(Saved entries)
§ §

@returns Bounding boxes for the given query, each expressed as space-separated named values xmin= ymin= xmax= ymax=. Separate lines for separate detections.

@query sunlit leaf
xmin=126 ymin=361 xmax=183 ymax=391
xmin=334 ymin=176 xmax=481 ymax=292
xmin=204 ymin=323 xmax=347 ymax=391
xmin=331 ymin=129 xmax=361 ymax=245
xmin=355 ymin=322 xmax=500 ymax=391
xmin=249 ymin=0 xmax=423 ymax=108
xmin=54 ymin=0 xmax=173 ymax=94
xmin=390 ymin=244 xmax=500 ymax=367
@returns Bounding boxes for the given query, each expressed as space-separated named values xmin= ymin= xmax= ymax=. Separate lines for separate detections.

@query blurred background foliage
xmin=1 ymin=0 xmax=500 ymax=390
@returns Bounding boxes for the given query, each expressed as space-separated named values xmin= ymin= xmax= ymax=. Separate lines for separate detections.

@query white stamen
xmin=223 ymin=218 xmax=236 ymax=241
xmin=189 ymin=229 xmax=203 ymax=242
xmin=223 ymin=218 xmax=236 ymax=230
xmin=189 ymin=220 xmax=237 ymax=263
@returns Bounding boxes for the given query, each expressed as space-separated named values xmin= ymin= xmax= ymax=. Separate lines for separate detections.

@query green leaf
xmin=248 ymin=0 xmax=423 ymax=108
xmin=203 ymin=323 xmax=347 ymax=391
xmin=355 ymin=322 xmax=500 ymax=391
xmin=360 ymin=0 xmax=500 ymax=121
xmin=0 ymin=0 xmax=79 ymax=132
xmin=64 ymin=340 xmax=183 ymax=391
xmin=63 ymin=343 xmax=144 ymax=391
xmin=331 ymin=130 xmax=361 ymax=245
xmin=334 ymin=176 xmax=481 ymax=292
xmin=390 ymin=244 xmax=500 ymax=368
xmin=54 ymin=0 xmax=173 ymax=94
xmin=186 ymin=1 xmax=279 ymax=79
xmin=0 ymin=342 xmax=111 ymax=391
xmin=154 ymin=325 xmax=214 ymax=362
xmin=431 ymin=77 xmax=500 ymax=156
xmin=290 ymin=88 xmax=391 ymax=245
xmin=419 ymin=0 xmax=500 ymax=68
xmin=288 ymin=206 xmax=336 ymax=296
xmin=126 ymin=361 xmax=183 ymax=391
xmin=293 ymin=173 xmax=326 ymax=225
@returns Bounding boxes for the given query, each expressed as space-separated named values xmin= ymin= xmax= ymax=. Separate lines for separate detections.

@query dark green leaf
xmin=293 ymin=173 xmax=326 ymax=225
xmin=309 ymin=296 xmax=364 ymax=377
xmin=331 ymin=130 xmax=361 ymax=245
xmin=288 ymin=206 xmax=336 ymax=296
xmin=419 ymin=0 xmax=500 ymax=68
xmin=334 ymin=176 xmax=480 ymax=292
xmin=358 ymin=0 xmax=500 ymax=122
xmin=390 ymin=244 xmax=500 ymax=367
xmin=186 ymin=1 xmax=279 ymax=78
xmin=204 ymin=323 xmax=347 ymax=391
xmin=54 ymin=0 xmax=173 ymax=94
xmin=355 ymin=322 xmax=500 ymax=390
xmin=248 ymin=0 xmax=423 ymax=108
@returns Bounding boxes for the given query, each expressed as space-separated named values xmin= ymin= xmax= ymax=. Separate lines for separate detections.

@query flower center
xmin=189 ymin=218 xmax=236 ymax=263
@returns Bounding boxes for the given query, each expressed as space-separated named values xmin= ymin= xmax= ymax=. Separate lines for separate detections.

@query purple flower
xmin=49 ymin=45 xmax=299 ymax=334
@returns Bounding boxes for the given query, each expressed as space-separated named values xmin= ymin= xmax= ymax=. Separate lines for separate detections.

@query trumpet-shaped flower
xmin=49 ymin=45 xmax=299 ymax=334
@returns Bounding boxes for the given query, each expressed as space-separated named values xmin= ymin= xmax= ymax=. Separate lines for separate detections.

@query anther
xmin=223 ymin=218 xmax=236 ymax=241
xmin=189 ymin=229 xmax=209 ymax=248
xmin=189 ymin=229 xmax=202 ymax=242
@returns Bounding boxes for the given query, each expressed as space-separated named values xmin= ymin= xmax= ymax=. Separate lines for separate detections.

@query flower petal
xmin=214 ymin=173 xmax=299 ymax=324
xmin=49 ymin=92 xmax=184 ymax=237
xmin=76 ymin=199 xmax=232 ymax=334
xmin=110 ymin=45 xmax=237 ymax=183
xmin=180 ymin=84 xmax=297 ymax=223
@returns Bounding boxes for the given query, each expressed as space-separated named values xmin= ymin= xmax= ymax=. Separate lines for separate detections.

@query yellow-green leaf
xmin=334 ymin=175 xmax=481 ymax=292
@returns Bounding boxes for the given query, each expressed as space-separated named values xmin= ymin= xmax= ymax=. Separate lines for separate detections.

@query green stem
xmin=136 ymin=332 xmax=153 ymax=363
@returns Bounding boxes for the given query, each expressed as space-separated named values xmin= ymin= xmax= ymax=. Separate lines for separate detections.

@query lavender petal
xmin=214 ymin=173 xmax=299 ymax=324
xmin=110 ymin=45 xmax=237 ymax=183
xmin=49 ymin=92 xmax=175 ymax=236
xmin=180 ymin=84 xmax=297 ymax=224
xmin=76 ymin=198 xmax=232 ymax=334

§ §

Repeat the records exactly, including every line.

RESPONSE TO THIS EXERCISE »
@returns Bounding boxes for the given query, each expressed as space-separated named values xmin= ymin= xmax= ymax=. Separate lines for separate detections.

@query sunlit leaf
xmin=126 ymin=361 xmax=183 ymax=391
xmin=334 ymin=176 xmax=481 ymax=292
xmin=204 ymin=323 xmax=347 ymax=391
xmin=331 ymin=129 xmax=361 ymax=245
xmin=355 ymin=322 xmax=500 ymax=391
xmin=249 ymin=0 xmax=423 ymax=108
xmin=54 ymin=0 xmax=173 ymax=94
xmin=390 ymin=244 xmax=500 ymax=367
@returns Bounding boxes for the given query, each expressed as space-separated named values xmin= ymin= xmax= ymax=. Separate lines for separate detections.

@query blurred background foliage
xmin=1 ymin=0 xmax=500 ymax=390
@returns Bounding boxes for the given query, each expressed as space-separated named values xmin= ymin= xmax= ymax=. Separate lines for separate detections.

@query white stamen
xmin=223 ymin=218 xmax=236 ymax=241
xmin=189 ymin=229 xmax=203 ymax=242
xmin=223 ymin=218 xmax=236 ymax=230
xmin=189 ymin=220 xmax=237 ymax=263
@returns Bounding boxes for the given query, each expressed as space-separated named values xmin= ymin= xmax= ymax=. Separate lines for separate detections.

@query green leaf
xmin=248 ymin=0 xmax=423 ymax=108
xmin=203 ymin=323 xmax=347 ymax=391
xmin=355 ymin=322 xmax=500 ymax=391
xmin=360 ymin=0 xmax=500 ymax=121
xmin=0 ymin=0 xmax=79 ymax=132
xmin=64 ymin=340 xmax=183 ymax=391
xmin=63 ymin=343 xmax=144 ymax=391
xmin=331 ymin=130 xmax=361 ymax=245
xmin=334 ymin=176 xmax=481 ymax=292
xmin=390 ymin=244 xmax=500 ymax=368
xmin=54 ymin=0 xmax=173 ymax=94
xmin=186 ymin=1 xmax=279 ymax=79
xmin=0 ymin=342 xmax=111 ymax=391
xmin=154 ymin=325 xmax=214 ymax=362
xmin=431 ymin=77 xmax=500 ymax=156
xmin=290 ymin=88 xmax=391 ymax=245
xmin=419 ymin=0 xmax=500 ymax=68
xmin=288 ymin=206 xmax=336 ymax=296
xmin=126 ymin=361 xmax=183 ymax=391
xmin=293 ymin=173 xmax=326 ymax=225
@returns Bounding boxes for the given query, each expressed as space-separated named values xmin= ymin= xmax= ymax=. Separate lines for separate detections.

@query dark green leaf
xmin=293 ymin=173 xmax=326 ymax=225
xmin=309 ymin=296 xmax=364 ymax=377
xmin=331 ymin=130 xmax=361 ymax=245
xmin=288 ymin=206 xmax=336 ymax=296
xmin=419 ymin=0 xmax=500 ymax=68
xmin=334 ymin=176 xmax=480 ymax=292
xmin=358 ymin=0 xmax=500 ymax=122
xmin=390 ymin=244 xmax=500 ymax=367
xmin=186 ymin=1 xmax=279 ymax=78
xmin=204 ymin=323 xmax=347 ymax=391
xmin=54 ymin=0 xmax=173 ymax=94
xmin=355 ymin=322 xmax=500 ymax=390
xmin=248 ymin=0 xmax=423 ymax=108
@returns Bounding boxes for the given query, each expressed as space-separated named values xmin= ymin= xmax= ymax=. Separate lines for separate detections.

@query flower center
xmin=189 ymin=218 xmax=236 ymax=263
@returns Bounding boxes for the given query, each expressed as space-separated named values xmin= ymin= xmax= ymax=. Separate lines for separate detections.

@query purple flower
xmin=49 ymin=45 xmax=299 ymax=334
@returns Bounding boxes for the given query, each expressed as space-separated named values xmin= ymin= xmax= ymax=. Separate lines for separate detections.

@query trumpet-shaped flower
xmin=49 ymin=45 xmax=299 ymax=334
@returns Bounding boxes for the given query, each expressed as space-separated named values xmin= ymin= xmax= ymax=. Separate lines for separate detections.

@query anther
xmin=223 ymin=218 xmax=236 ymax=241
xmin=189 ymin=229 xmax=209 ymax=248
xmin=189 ymin=229 xmax=202 ymax=242
@returns Bounding boxes for the given query, each expressed as space-separated named values xmin= ymin= xmax= ymax=. Separate lines for separate detections.

@query flower petal
xmin=214 ymin=173 xmax=299 ymax=324
xmin=49 ymin=92 xmax=184 ymax=237
xmin=76 ymin=199 xmax=232 ymax=334
xmin=110 ymin=45 xmax=237 ymax=183
xmin=180 ymin=84 xmax=297 ymax=223
@returns Bounding boxes for the given query, each expressed as space-separated named values xmin= ymin= xmax= ymax=. Separate lines for separate detections.

@query yellow-green leaf
xmin=334 ymin=175 xmax=481 ymax=292
@returns Bounding boxes for the given query, each expressed as space-separated named values xmin= ymin= xmax= ymax=. Separate lines for separate detections.

@query green stem
xmin=136 ymin=332 xmax=153 ymax=363
@returns Bounding boxes for the given query, each expressed as space-separated named values xmin= ymin= xmax= ymax=. Separate lines for separate detections.

@query lavender petal
xmin=214 ymin=173 xmax=299 ymax=324
xmin=110 ymin=45 xmax=237 ymax=183
xmin=49 ymin=92 xmax=175 ymax=236
xmin=180 ymin=84 xmax=297 ymax=224
xmin=76 ymin=198 xmax=232 ymax=334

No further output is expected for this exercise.